• [TO-DO LIST]:
**1.** Do these statements agree with the forum excerpt about timeit? (a) The excerpt says the output format of the timeit CLI is fixed. (b) yoavdw usually opens the Python REPL rather than the command line to use timeit. (c) yoavdw thinks many people using timeit will wrap it in something to catch the warnings. Answer yes or no for each, quoting the words of the excerpt that decide it.
**2.** In the forum excerpt about timeit, which words from timeit's title does yoavdw say imply its intended use case?

• [EXCERPTED TEXT]:
────────────────────────────────────────
On other hand, the timeit CLI is not an API. It is a tool purposed to be directly used by human. Its output is human-readable and its format is not fixed.

yoavdw · May 15, 2024, 12:14pm

Thank you for the feedback!
That’s a good point, and I did think of it.

However, the way I think of it, and correct me if I’m wrong, timeit’s main use case, both in the Python and in the command-line, is for quick checks of measuring your snippets.

When I use timeit, I usually open the python REPL instead of using the command line, because it’s just more ergonomic.

I think this is the common use case. I don’t think many users are using timeit as an API in “production”. I think the use cases of timeit from the command-line and from the Python API are usually the same, and so users of timeit would benefit from this being in the Python API as-well.

I think timeit isn’t an API that is used in the same way most other stdlib modules are, and is pretty much only used interactively. I don’t think many people using timeit will end up wrapping it in something to catch the warnings.

I know this is an assumption I’m making about all users, and I can’t just assume everyone uses timeit the same as way I do, but:

This isn’t a behavior change that really affects execution of programs, so it’s not as bad.
Timeit’s title “for small code snippets” implies this is the intended use case.
────────────────────────────────────────
• [PROVIDED DATA]:
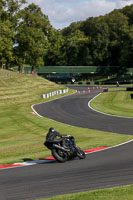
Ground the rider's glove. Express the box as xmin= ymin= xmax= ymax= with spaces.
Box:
xmin=67 ymin=135 xmax=71 ymax=137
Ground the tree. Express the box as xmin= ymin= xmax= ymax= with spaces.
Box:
xmin=0 ymin=0 xmax=25 ymax=67
xmin=0 ymin=20 xmax=14 ymax=68
xmin=14 ymin=4 xmax=50 ymax=71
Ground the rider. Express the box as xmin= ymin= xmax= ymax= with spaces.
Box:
xmin=44 ymin=128 xmax=76 ymax=148
xmin=46 ymin=128 xmax=63 ymax=143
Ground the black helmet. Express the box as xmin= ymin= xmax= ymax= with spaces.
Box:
xmin=49 ymin=128 xmax=55 ymax=133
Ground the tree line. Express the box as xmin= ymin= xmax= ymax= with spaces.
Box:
xmin=0 ymin=0 xmax=133 ymax=72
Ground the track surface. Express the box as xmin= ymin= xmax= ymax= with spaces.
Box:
xmin=0 ymin=88 xmax=133 ymax=200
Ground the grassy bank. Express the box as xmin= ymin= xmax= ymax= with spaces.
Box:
xmin=91 ymin=89 xmax=133 ymax=117
xmin=39 ymin=185 xmax=133 ymax=200
xmin=0 ymin=70 xmax=133 ymax=164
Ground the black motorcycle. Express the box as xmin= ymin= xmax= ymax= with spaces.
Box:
xmin=44 ymin=135 xmax=86 ymax=162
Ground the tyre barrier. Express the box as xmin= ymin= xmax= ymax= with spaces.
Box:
xmin=127 ymin=87 xmax=133 ymax=91
xmin=41 ymin=88 xmax=69 ymax=99
xmin=103 ymin=88 xmax=108 ymax=92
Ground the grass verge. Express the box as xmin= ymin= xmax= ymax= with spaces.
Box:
xmin=38 ymin=185 xmax=133 ymax=200
xmin=90 ymin=89 xmax=133 ymax=117
xmin=0 ymin=70 xmax=133 ymax=164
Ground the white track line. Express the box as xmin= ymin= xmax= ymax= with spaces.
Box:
xmin=88 ymin=93 xmax=133 ymax=119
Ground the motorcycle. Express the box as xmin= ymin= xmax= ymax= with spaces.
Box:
xmin=44 ymin=135 xmax=86 ymax=163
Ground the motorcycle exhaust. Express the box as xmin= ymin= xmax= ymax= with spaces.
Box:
xmin=53 ymin=144 xmax=70 ymax=152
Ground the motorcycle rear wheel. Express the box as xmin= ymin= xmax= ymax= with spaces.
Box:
xmin=76 ymin=147 xmax=86 ymax=159
xmin=52 ymin=148 xmax=68 ymax=163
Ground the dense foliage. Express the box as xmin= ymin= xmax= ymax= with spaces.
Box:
xmin=0 ymin=0 xmax=133 ymax=73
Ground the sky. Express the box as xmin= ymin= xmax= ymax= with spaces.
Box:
xmin=27 ymin=0 xmax=133 ymax=29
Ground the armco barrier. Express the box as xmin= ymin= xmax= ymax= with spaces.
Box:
xmin=42 ymin=88 xmax=69 ymax=99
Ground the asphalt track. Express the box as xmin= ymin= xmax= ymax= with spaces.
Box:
xmin=0 ymin=88 xmax=133 ymax=200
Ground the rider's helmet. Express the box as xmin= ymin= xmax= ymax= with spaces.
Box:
xmin=49 ymin=128 xmax=55 ymax=133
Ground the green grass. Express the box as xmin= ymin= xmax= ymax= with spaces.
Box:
xmin=0 ymin=70 xmax=133 ymax=164
xmin=39 ymin=185 xmax=133 ymax=200
xmin=91 ymin=89 xmax=133 ymax=117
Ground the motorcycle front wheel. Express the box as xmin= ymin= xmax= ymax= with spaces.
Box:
xmin=77 ymin=147 xmax=86 ymax=159
xmin=51 ymin=148 xmax=68 ymax=163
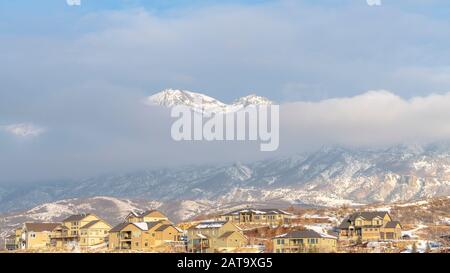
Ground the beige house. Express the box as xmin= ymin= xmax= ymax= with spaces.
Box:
xmin=109 ymin=211 xmax=184 ymax=251
xmin=188 ymin=221 xmax=248 ymax=253
xmin=220 ymin=208 xmax=295 ymax=225
xmin=51 ymin=214 xmax=111 ymax=248
xmin=338 ymin=211 xmax=402 ymax=241
xmin=80 ymin=219 xmax=112 ymax=247
xmin=272 ymin=230 xmax=337 ymax=253
xmin=125 ymin=210 xmax=169 ymax=223
xmin=16 ymin=223 xmax=59 ymax=250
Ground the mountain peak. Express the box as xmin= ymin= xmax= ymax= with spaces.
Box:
xmin=233 ymin=94 xmax=273 ymax=107
xmin=145 ymin=89 xmax=273 ymax=112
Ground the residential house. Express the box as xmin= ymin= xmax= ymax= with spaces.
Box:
xmin=125 ymin=210 xmax=169 ymax=223
xmin=51 ymin=214 xmax=111 ymax=248
xmin=188 ymin=221 xmax=248 ymax=253
xmin=80 ymin=219 xmax=112 ymax=248
xmin=272 ymin=230 xmax=337 ymax=253
xmin=338 ymin=211 xmax=402 ymax=241
xmin=5 ymin=234 xmax=18 ymax=250
xmin=220 ymin=208 xmax=295 ymax=225
xmin=16 ymin=223 xmax=59 ymax=249
xmin=109 ymin=210 xmax=185 ymax=251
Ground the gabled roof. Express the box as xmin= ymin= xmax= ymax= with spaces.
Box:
xmin=109 ymin=221 xmax=163 ymax=232
xmin=25 ymin=223 xmax=60 ymax=232
xmin=219 ymin=231 xmax=235 ymax=239
xmin=63 ymin=213 xmax=92 ymax=222
xmin=384 ymin=221 xmax=402 ymax=228
xmin=222 ymin=208 xmax=292 ymax=216
xmin=127 ymin=209 xmax=166 ymax=218
xmin=189 ymin=221 xmax=228 ymax=229
xmin=156 ymin=224 xmax=172 ymax=231
xmin=81 ymin=220 xmax=111 ymax=229
xmin=338 ymin=211 xmax=389 ymax=229
xmin=274 ymin=229 xmax=330 ymax=238
xmin=109 ymin=222 xmax=132 ymax=232
xmin=349 ymin=211 xmax=389 ymax=221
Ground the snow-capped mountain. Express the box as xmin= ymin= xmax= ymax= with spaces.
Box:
xmin=0 ymin=145 xmax=450 ymax=212
xmin=145 ymin=89 xmax=273 ymax=113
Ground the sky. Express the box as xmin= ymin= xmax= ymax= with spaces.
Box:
xmin=0 ymin=0 xmax=450 ymax=183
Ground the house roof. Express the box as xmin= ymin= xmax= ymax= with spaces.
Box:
xmin=222 ymin=208 xmax=292 ymax=215
xmin=109 ymin=222 xmax=132 ymax=232
xmin=110 ymin=221 xmax=163 ymax=232
xmin=189 ymin=221 xmax=227 ymax=229
xmin=349 ymin=211 xmax=388 ymax=221
xmin=219 ymin=231 xmax=234 ymax=239
xmin=25 ymin=223 xmax=60 ymax=232
xmin=384 ymin=221 xmax=402 ymax=228
xmin=274 ymin=229 xmax=331 ymax=238
xmin=128 ymin=209 xmax=164 ymax=217
xmin=63 ymin=213 xmax=91 ymax=222
xmin=156 ymin=224 xmax=172 ymax=231
xmin=81 ymin=220 xmax=101 ymax=229
xmin=339 ymin=211 xmax=388 ymax=229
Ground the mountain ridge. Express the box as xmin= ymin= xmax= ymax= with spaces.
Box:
xmin=0 ymin=145 xmax=450 ymax=212
xmin=145 ymin=89 xmax=273 ymax=113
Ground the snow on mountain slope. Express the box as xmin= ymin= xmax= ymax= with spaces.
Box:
xmin=0 ymin=196 xmax=161 ymax=240
xmin=0 ymin=143 xmax=450 ymax=216
xmin=145 ymin=89 xmax=273 ymax=113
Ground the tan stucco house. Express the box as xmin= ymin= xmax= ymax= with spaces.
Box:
xmin=272 ymin=230 xmax=337 ymax=253
xmin=188 ymin=221 xmax=248 ymax=253
xmin=338 ymin=211 xmax=402 ymax=241
xmin=220 ymin=208 xmax=295 ymax=225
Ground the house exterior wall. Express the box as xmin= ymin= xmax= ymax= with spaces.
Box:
xmin=80 ymin=221 xmax=111 ymax=247
xmin=272 ymin=238 xmax=337 ymax=253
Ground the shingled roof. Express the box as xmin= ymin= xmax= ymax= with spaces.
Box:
xmin=109 ymin=222 xmax=132 ymax=232
xmin=222 ymin=208 xmax=291 ymax=215
xmin=81 ymin=220 xmax=100 ymax=229
xmin=385 ymin=221 xmax=402 ymax=228
xmin=25 ymin=223 xmax=60 ymax=232
xmin=349 ymin=211 xmax=388 ymax=221
xmin=275 ymin=229 xmax=324 ymax=238
xmin=338 ymin=211 xmax=389 ymax=229
xmin=63 ymin=213 xmax=91 ymax=222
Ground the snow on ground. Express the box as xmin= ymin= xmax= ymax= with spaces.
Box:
xmin=402 ymin=224 xmax=428 ymax=238
xmin=305 ymin=224 xmax=337 ymax=239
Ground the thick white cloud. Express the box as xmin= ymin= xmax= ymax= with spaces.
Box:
xmin=281 ymin=90 xmax=450 ymax=148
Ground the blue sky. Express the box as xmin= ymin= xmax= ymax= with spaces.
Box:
xmin=0 ymin=0 xmax=450 ymax=183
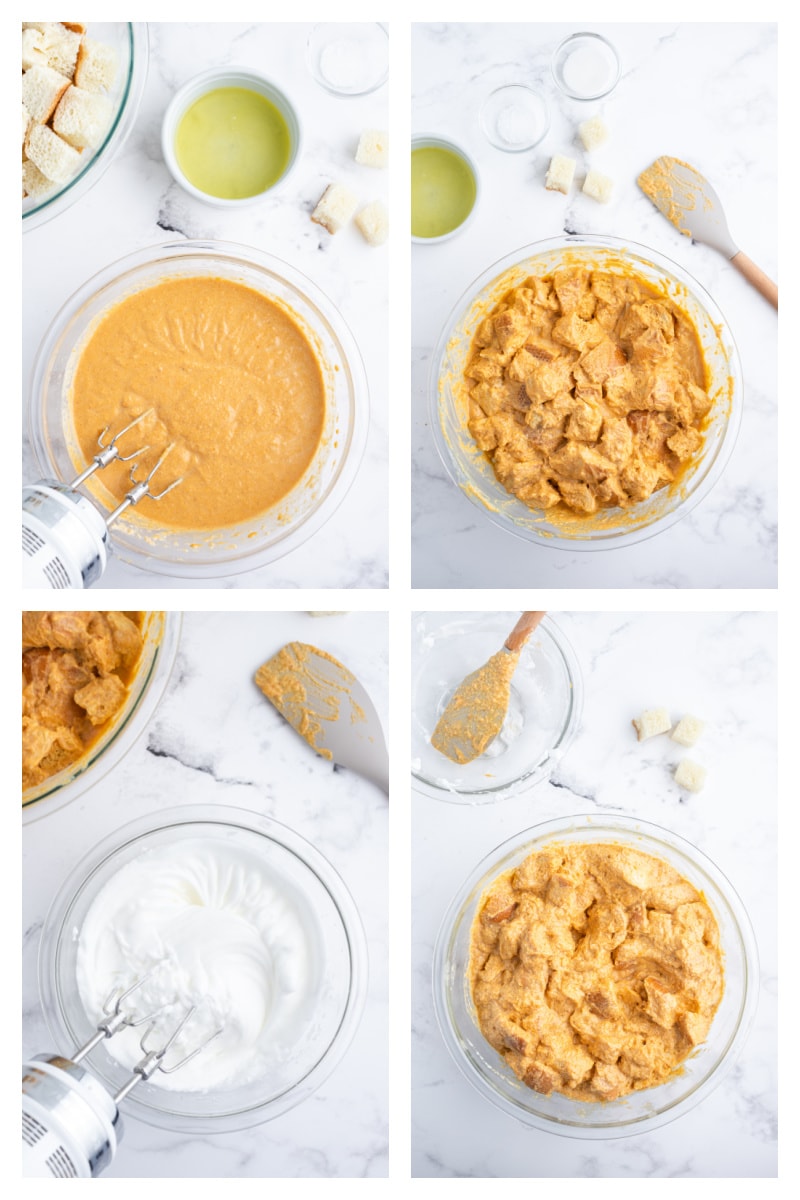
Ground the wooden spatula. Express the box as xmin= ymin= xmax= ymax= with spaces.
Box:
xmin=637 ymin=155 xmax=777 ymax=308
xmin=431 ymin=612 xmax=545 ymax=763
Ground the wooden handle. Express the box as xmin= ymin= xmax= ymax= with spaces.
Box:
xmin=505 ymin=612 xmax=545 ymax=653
xmin=730 ymin=251 xmax=777 ymax=308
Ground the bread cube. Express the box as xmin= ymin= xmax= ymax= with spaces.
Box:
xmin=669 ymin=713 xmax=705 ymax=746
xmin=583 ymin=170 xmax=614 ymax=204
xmin=675 ymin=758 xmax=706 ymax=792
xmin=631 ymin=708 xmax=672 ymax=742
xmin=311 ymin=184 xmax=359 ymax=233
xmin=545 ymin=154 xmax=576 ymax=196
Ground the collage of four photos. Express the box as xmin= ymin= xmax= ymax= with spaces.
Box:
xmin=22 ymin=18 xmax=780 ymax=1189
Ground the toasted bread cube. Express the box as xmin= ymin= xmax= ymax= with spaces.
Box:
xmin=669 ymin=713 xmax=705 ymax=746
xmin=583 ymin=170 xmax=614 ymax=204
xmin=545 ymin=154 xmax=575 ymax=196
xmin=53 ymin=88 xmax=112 ymax=150
xmin=578 ymin=116 xmax=608 ymax=154
xmin=25 ymin=125 xmax=80 ymax=184
xmin=23 ymin=66 xmax=70 ymax=125
xmin=311 ymin=184 xmax=359 ymax=233
xmin=355 ymin=200 xmax=389 ymax=246
xmin=73 ymin=37 xmax=116 ymax=91
xmin=355 ymin=130 xmax=389 ymax=167
xmin=631 ymin=708 xmax=672 ymax=742
xmin=675 ymin=758 xmax=706 ymax=792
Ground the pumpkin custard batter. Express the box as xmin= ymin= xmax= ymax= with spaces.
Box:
xmin=71 ymin=276 xmax=325 ymax=529
xmin=469 ymin=844 xmax=723 ymax=1100
xmin=464 ymin=266 xmax=711 ymax=515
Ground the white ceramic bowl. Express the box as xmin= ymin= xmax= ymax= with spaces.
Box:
xmin=161 ymin=67 xmax=301 ymax=209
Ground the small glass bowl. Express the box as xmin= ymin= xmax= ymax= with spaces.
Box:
xmin=161 ymin=67 xmax=302 ymax=209
xmin=480 ymin=83 xmax=551 ymax=154
xmin=38 ymin=805 xmax=367 ymax=1136
xmin=23 ymin=612 xmax=182 ymax=824
xmin=23 ymin=22 xmax=149 ymax=232
xmin=411 ymin=612 xmax=583 ymax=804
xmin=551 ymin=32 xmax=620 ymax=100
xmin=29 ymin=241 xmax=369 ymax=578
xmin=433 ymin=814 xmax=758 ymax=1139
xmin=306 ymin=20 xmax=389 ymax=96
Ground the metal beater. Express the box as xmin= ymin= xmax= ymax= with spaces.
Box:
xmin=23 ymin=972 xmax=223 ymax=1178
xmin=23 ymin=409 xmax=182 ymax=589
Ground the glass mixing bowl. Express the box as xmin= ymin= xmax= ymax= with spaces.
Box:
xmin=23 ymin=22 xmax=149 ymax=232
xmin=29 ymin=241 xmax=368 ymax=578
xmin=433 ymin=814 xmax=758 ymax=1139
xmin=411 ymin=612 xmax=583 ymax=804
xmin=40 ymin=805 xmax=367 ymax=1135
xmin=23 ymin=612 xmax=182 ymax=824
xmin=428 ymin=234 xmax=742 ymax=550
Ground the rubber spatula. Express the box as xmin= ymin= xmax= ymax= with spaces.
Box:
xmin=637 ymin=155 xmax=777 ymax=308
xmin=431 ymin=612 xmax=545 ymax=763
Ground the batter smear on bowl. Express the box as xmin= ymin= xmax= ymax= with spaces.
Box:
xmin=469 ymin=842 xmax=723 ymax=1100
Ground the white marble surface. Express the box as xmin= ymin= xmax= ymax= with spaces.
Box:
xmin=23 ymin=22 xmax=389 ymax=588
xmin=411 ymin=20 xmax=777 ymax=588
xmin=23 ymin=613 xmax=389 ymax=1178
xmin=411 ymin=612 xmax=777 ymax=1178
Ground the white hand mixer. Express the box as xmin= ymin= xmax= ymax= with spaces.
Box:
xmin=23 ymin=409 xmax=182 ymax=589
xmin=23 ymin=972 xmax=223 ymax=1178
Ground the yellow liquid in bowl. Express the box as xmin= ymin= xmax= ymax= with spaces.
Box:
xmin=411 ymin=146 xmax=477 ymax=238
xmin=175 ymin=88 xmax=291 ymax=200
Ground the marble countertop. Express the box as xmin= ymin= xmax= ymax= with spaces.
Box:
xmin=411 ymin=612 xmax=777 ymax=1178
xmin=411 ymin=22 xmax=777 ymax=588
xmin=22 ymin=22 xmax=389 ymax=588
xmin=23 ymin=612 xmax=389 ymax=1178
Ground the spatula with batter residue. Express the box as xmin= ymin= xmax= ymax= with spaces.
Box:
xmin=255 ymin=642 xmax=389 ymax=796
xmin=431 ymin=612 xmax=545 ymax=763
xmin=637 ymin=155 xmax=777 ymax=308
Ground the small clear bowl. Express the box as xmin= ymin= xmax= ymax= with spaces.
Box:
────────────────────────────────────────
• [RESPONSES TO THE EXERCISE]:
**1.**
(a) No: "its format is not fixed."
(b) Yes: "I usually open the python REPL instead of using the command line"
(c) No: "I don’t think many people using timeit will end up wrapping it in something to catch the warnings."

**2.** "for small code snippets"